>> START DATA PROVIDED

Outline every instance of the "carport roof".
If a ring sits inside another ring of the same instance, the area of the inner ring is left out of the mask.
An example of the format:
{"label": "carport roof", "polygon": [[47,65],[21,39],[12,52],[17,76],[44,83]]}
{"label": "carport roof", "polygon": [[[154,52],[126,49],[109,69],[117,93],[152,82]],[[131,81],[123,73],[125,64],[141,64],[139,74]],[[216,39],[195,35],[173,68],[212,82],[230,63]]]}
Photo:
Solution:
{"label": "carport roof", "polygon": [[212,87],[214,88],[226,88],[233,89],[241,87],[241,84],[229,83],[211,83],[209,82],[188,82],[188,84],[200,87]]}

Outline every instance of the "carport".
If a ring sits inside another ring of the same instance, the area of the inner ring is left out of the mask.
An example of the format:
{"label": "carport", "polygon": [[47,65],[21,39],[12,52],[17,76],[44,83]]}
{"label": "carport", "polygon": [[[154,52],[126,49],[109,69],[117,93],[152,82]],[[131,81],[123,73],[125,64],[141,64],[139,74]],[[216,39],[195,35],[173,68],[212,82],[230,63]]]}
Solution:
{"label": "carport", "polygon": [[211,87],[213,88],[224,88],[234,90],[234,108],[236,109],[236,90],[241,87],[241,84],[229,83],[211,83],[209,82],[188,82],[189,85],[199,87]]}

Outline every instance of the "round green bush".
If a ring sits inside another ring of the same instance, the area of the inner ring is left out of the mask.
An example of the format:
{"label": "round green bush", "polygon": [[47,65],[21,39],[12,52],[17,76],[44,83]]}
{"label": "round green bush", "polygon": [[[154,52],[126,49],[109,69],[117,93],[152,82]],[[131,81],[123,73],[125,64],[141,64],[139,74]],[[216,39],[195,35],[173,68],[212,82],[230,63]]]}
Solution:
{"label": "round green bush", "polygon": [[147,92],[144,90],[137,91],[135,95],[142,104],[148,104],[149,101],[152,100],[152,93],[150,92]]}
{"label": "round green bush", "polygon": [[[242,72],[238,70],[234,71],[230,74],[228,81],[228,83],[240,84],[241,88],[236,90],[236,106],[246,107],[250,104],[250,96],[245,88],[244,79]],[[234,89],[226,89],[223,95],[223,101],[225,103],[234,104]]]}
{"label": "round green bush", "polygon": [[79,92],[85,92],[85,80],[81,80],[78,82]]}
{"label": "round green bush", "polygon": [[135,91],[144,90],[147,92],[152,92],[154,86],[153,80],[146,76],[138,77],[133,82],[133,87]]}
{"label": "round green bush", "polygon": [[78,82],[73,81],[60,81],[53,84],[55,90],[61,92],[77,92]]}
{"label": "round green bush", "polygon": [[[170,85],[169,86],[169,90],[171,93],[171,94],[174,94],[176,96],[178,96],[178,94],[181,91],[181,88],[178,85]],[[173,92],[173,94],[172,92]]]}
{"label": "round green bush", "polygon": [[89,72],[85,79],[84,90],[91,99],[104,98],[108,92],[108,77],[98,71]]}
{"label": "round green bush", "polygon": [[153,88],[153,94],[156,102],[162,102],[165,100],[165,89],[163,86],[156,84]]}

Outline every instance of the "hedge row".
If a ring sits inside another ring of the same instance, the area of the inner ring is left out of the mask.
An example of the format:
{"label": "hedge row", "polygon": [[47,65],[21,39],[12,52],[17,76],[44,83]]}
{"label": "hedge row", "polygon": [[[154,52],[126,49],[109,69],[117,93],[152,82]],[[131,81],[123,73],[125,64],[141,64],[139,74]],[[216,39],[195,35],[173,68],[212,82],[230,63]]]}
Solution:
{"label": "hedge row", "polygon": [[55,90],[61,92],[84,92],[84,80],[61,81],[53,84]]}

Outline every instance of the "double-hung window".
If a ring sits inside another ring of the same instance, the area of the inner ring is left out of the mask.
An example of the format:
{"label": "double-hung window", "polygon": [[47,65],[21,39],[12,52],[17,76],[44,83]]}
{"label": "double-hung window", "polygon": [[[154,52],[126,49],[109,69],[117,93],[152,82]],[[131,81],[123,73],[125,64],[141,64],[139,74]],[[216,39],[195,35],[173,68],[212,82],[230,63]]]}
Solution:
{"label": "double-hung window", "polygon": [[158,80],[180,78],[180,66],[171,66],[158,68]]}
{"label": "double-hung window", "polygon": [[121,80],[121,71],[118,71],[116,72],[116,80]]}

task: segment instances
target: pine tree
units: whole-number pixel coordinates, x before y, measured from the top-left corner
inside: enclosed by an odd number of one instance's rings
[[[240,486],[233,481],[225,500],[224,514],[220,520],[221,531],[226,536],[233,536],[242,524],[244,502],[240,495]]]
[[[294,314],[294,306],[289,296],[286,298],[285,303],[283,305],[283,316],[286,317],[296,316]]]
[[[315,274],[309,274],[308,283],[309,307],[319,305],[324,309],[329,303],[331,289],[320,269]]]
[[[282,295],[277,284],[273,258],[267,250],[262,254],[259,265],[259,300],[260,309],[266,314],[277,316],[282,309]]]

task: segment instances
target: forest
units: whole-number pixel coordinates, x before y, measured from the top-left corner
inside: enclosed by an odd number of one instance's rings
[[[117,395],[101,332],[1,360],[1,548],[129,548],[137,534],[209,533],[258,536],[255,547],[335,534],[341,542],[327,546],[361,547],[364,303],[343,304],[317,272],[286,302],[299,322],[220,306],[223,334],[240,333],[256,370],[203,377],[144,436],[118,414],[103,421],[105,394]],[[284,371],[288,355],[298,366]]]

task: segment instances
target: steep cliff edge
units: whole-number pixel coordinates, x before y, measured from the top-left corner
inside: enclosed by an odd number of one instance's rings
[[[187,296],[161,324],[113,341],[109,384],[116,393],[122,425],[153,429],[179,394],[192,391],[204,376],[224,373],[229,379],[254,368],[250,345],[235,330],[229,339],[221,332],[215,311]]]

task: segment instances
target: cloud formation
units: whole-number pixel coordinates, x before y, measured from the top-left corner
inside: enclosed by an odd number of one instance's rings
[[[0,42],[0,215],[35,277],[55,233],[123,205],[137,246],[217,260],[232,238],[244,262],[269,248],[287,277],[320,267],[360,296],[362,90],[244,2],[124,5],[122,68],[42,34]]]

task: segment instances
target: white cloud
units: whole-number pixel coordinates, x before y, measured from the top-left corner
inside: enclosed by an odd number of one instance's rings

>> END DATA PROVIDED

PROBLEM REQUIREMENTS => Extract the entries above verbatim.

SOLUTION BELOW =>
Outline every instance of the "carport roof".
If a ring sits inside another ring of the same instance, the area of the inner ring is left out of the mask.
An example of the format:
{"label": "carport roof", "polygon": [[47,65],[21,39],[12,52],[17,76],[44,83]]}
{"label": "carport roof", "polygon": [[[154,52],[126,49],[109,69],[117,93],[152,82]],[[131,81],[123,73],[125,64],[141,64],[139,74]],[[216,39],[195,35],[173,68],[212,82],[230,63]]]}
Photo:
Solution:
{"label": "carport roof", "polygon": [[212,87],[214,88],[226,88],[233,89],[241,87],[241,84],[229,83],[211,83],[209,82],[188,82],[188,84],[200,87]]}

Outline every instance of the "carport".
If a ring sits inside another ring of the same instance, the area of the inner ring is left out of the mask.
An example of the format:
{"label": "carport", "polygon": [[47,65],[21,39],[12,52],[17,76],[44,83]]}
{"label": "carport", "polygon": [[[154,52],[126,49],[109,69],[117,93],[152,82]],[[131,81],[123,73],[125,64],[141,64],[139,74]],[[216,39],[195,35],[173,68],[212,82],[230,63]]]}
Solution:
{"label": "carport", "polygon": [[211,87],[213,88],[224,88],[234,90],[234,108],[236,109],[236,90],[241,87],[241,84],[229,83],[211,83],[209,82],[188,82],[189,85],[199,87]]}

Outline every instance of the "round green bush".
If a ring sits inside another ring of the same instance, the area of the inner ring is left out of the mask.
An example of the format:
{"label": "round green bush", "polygon": [[47,65],[21,39],[12,52],[17,76],[44,83]]}
{"label": "round green bush", "polygon": [[[154,52],[126,49],[109,69],[117,93],[152,82]],[[131,81],[123,73],[125,64],[141,64],[139,74]],[[216,39],[195,35],[173,68],[212,82],[230,63]]]}
Solution:
{"label": "round green bush", "polygon": [[147,92],[144,90],[137,91],[135,95],[142,104],[148,104],[149,101],[152,100],[152,93],[150,92]]}
{"label": "round green bush", "polygon": [[[242,72],[238,70],[234,71],[230,74],[228,81],[228,83],[240,84],[241,88],[236,90],[236,106],[246,107],[250,104],[250,96],[245,88],[244,79]],[[234,89],[226,89],[223,95],[223,101],[225,103],[234,104]]]}
{"label": "round green bush", "polygon": [[79,92],[85,92],[85,80],[81,80],[78,82]]}
{"label": "round green bush", "polygon": [[135,91],[144,90],[147,92],[152,92],[154,86],[153,80],[146,76],[138,77],[133,82],[133,87]]}
{"label": "round green bush", "polygon": [[78,82],[73,81],[60,81],[53,84],[55,90],[61,92],[77,92]]}
{"label": "round green bush", "polygon": [[[170,85],[169,86],[169,90],[171,93],[171,94],[174,94],[176,96],[178,96],[178,94],[181,91],[181,88],[178,85]],[[173,92],[173,94],[172,92]]]}
{"label": "round green bush", "polygon": [[89,72],[85,79],[84,90],[91,99],[104,98],[108,92],[108,77],[98,71]]}
{"label": "round green bush", "polygon": [[153,88],[153,94],[156,102],[162,102],[165,100],[165,89],[163,86],[156,84]]}

Outline every instance of the "hedge row".
If a ring sits inside another ring of the same instance, the area of the inner ring is left out of the mask.
An example of the format:
{"label": "hedge row", "polygon": [[47,65],[21,39],[12,52],[17,76],[44,83]]}
{"label": "hedge row", "polygon": [[[154,52],[126,49],[109,69],[117,93],[152,82]],[[131,81],[123,73],[125,64],[141,64],[139,74]],[[216,39],[195,35],[173,68],[212,82],[230,63]]]}
Solution:
{"label": "hedge row", "polygon": [[55,90],[61,92],[84,92],[84,80],[61,81],[53,84]]}

Outline every instance of the "double-hung window".
If a ring sits inside another ring of the same instance, the area of the inner ring is left out of the mask.
An example of the format:
{"label": "double-hung window", "polygon": [[47,65],[21,39],[12,52],[17,76],[44,83]]}
{"label": "double-hung window", "polygon": [[[154,52],[126,49],[109,69],[117,93],[152,82]],[[131,81],[123,73],[125,64],[141,64],[139,74]],[[216,39],[195,35],[173,68],[212,82],[230,63]]]}
Solution:
{"label": "double-hung window", "polygon": [[158,80],[180,78],[180,66],[171,66],[158,68]]}
{"label": "double-hung window", "polygon": [[121,80],[121,71],[118,71],[116,72],[116,80]]}

task: segment instances
target: pine tree
units: whole-number pixel coordinates, x before y, measured from the top-left corner
inside: enclosed by an odd number of one instance's rings
[[[240,486],[233,481],[225,500],[224,514],[220,520],[221,531],[226,536],[233,536],[242,524],[244,502],[240,495]]]
[[[294,314],[294,306],[289,296],[286,298],[285,303],[283,305],[283,316],[286,317],[296,316]]]
[[[315,274],[309,274],[308,283],[309,307],[319,305],[324,309],[329,303],[331,289],[320,269]]]
[[[282,295],[277,284],[273,258],[267,250],[262,254],[259,265],[259,300],[260,309],[266,314],[277,316],[282,309]]]

task: segment instances
target: forest
units: whole-number pixel coordinates, x before y, measured from the top-left corner
inside: enclosed by an odd number of one instance's rings
[[[117,395],[101,332],[1,360],[1,548],[129,548],[137,534],[209,533],[258,536],[255,547],[335,534],[341,542],[327,546],[361,547],[364,303],[343,304],[317,272],[286,302],[299,322],[220,306],[223,334],[240,333],[256,370],[203,377],[144,436],[118,414],[103,421],[105,394]],[[284,371],[288,355],[298,366]]]

task: segment instances
target: steep cliff edge
units: whole-number pixel coordinates, x before y, measured from the top-left corner
inside: enclosed by an odd number of one instance's rings
[[[187,296],[161,324],[113,341],[109,384],[116,393],[122,425],[153,429],[179,394],[192,391],[204,376],[224,373],[229,379],[254,368],[250,345],[235,330],[229,339],[221,332],[215,311]]]

task: segment instances
target: cloud formation
units: whole-number pixel coordinates, x before y, measured from the top-left corner
inside: enclosed by an odd number of one instance's rings
[[[0,42],[0,215],[35,277],[55,233],[123,205],[137,246],[217,260],[232,238],[244,262],[269,248],[287,277],[320,267],[360,296],[362,90],[244,2],[124,5],[122,68],[42,34]]]

task: segment instances
target: white cloud
units: whole-number pixel coordinates, x before y, measured from the top-left corner
inside: enclosed by an odd number of one instance's rings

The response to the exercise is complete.